Friday, January 29, 2016

anti-defection law

The anti-defection law was passed by parliament in 1985. Twenty-five years down the road, it is pertinent to trace the several modifications and to evaluate how well the law has worked.

The 52nd amendment to the Constitution added the Tenth Schedule which laid down the process by which legislators may be disqualified on grounds of defection. A member of parliament or state legislature was deemed to have defected if he either voluntarily resigned from his party or disobeyed the directives of the party leadership on a vote. That is, they may not vote on any issue in contravention to the party’s whip.  Independent members would be disqualified if they joined a political party. Nominated members who were not members of a party could choose to join a party within six months; after that period, they were treated as a party member or independent member.


The law also made a few exceptions. Any person elected as speaker or chairman could resign from his party, and rejoin the party if he demitted that post. A party could be merged into another if at least two-thirds of its party legislators voted for the merger. The law initially permitted splitting of parties, but that has now been outlawed.

Experience so far
In the 24 years of this law, complaints have been made against 62 Lok Sabha MPs. Of these, 26 were disqualified. It is pertinent to note that ten of these disqualifications were after the trust vote of July 2008 (over India-US civil nuclear co-operation). Four cases were made against Rajya Sabha MPs (two in 1989 and two in 2008) and all were upheld. In state legislatures, up to 2004, out of 268 complaints, 113 were upheld.
Challenges and Interpretations
The anti-defection law raises a number of questions, several of which have been addressed by the courts and the presiding officers.

Does the law impinge on the right of free speech of the legislators? This issue was addressed by the five-judge Constitution Bench of the Supreme Court in 1992 (Kihoto Hollohan vs Zachilhu and others). The court said that “the anti-defection law seeks to recognise the practical need to place the proprieties of political and personal conduct…above certain theoretical assumptions.” It held that the law does not violate any rights or freedoms, or the basic structure of parliamentary democracy.
────────────────────
▶ _Goals_
A. Repeat the text on the anti-defection law from "Friday, January 29, 2016" up to and including "or independent member.", swapping "legislators" for "lawmakers".
B. Turn the rows from the line with "Query: <item>turquoise water</item>" up to and including the line with "Mark the region of every instance of the <item>turquoise" into a JSON list of strings, one string per line, with blank lines left out.
The text above and the rows below are unrelated to each other.

[Rows from a data source]
────────────────────
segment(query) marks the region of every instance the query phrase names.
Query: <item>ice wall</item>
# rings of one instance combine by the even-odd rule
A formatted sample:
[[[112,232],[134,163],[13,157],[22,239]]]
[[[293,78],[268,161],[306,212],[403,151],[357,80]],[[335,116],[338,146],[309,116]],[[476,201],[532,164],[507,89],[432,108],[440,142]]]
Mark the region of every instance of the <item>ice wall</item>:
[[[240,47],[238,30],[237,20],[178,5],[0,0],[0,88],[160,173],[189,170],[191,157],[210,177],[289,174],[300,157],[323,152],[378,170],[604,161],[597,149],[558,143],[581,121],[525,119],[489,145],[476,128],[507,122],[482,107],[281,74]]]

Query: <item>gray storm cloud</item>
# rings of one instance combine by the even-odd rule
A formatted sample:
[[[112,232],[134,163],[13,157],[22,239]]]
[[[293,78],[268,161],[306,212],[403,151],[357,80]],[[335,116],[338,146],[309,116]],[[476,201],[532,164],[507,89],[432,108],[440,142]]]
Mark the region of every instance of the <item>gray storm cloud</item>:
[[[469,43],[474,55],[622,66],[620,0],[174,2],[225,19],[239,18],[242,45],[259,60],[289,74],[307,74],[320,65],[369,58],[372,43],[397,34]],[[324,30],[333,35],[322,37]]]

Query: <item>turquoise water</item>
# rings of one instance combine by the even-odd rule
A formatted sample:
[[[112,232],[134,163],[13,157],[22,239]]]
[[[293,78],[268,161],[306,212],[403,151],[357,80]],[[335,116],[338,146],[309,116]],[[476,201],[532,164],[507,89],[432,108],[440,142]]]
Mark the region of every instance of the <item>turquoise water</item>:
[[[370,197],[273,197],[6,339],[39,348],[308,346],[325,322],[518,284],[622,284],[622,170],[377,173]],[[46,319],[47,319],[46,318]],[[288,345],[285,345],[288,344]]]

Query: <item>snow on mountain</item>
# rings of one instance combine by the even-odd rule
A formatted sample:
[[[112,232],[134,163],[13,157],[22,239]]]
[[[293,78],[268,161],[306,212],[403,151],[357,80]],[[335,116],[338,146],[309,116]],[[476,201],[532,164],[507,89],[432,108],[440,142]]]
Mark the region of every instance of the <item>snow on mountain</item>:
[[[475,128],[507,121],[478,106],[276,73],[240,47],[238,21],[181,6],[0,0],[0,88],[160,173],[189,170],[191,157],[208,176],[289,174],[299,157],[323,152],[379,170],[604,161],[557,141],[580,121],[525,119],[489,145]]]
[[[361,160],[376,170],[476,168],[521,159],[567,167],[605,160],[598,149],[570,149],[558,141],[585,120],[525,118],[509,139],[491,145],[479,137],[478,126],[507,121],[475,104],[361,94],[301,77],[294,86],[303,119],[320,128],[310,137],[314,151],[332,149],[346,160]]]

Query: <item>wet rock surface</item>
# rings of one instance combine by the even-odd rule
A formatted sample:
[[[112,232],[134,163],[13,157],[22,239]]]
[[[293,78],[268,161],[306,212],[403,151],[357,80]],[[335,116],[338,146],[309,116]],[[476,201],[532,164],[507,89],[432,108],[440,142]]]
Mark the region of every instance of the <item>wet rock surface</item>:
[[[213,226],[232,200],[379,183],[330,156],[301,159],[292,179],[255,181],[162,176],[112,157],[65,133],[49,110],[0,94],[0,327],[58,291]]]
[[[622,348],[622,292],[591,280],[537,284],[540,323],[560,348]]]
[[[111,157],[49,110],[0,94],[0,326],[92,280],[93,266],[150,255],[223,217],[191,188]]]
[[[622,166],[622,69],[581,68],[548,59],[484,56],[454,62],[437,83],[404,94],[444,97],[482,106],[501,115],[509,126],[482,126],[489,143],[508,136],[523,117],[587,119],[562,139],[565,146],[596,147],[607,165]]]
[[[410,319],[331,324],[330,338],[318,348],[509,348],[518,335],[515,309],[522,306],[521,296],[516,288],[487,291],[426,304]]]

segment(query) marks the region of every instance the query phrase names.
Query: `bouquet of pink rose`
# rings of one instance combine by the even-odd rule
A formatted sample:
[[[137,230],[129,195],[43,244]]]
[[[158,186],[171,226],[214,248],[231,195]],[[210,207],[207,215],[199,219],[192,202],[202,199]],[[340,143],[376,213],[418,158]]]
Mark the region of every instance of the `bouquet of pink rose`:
────────────────────
▶ _Written answers_
A.
Friday, January 29, 2016

anti-defection law

The anti-defection law was passed by parliament in 1985. Twenty-five years down the road, it is pertinent to trace the several modifications and to evaluate how well the law has worked.

The 52nd amendment to the Constitution added the Tenth Schedule which laid down the process by which lawmakers may be disqualified on grounds of defection. A member of parliament or state legislature was deemed to have defected if he either voluntarily resigned from his party or disobeyed the directives of the party leadership on a vote. That is, they may not vote on any issue in contravention to the party’s whip.  Independent members would be disqualified if they joined a political party. Nominated members who were not members of a party could choose to join a party within six months; after that period, they were treated as a party member or independent member.

B.
[
  "Query: <item>turquoise water</item>",
  "# rings of one instance combine by the even-odd rule",
  "A formatted sample:",
  "[[[112,232],[134,163],[13,157],[22,239]]]",
  "[[[293,78],[268,161],[306,212],[403,151],[357,80]],[[335,116],[338,146],[309,116]],[[476,201],[532,164],[507,89],[432,108],[440,142]]]",
  "Mark the region of every instance of the <item>turquoise water</item>:"
]